# RECORDS SHOWN
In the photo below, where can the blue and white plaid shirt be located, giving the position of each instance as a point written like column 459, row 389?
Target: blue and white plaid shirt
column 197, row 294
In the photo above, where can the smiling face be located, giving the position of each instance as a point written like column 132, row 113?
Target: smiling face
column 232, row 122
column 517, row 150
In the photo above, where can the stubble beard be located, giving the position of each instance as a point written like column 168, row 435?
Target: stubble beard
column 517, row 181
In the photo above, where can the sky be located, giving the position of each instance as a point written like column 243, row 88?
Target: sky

# PROBLEM TO WORK ON
Reproduce the material while keeping each line exactly as it was written.

# RESPONSE BELOW
In the photo below, where can the blue and white plaid shirt be located, giving the position of each instance as a point written like column 459, row 389?
Target: blue and white plaid shirt
column 197, row 294
In the photo above, where can the smiling face be located, giving the position of each instance as a point written like column 132, row 113?
Target: smiling face
column 232, row 122
column 517, row 150
In the photo above, where can the stubble beard be located, giving the position of each instance as a point written like column 168, row 435?
Target: stubble beard
column 517, row 181
In the photo above, where can the sky be located, giving the position of each instance as a point written like column 243, row 88?
Target: sky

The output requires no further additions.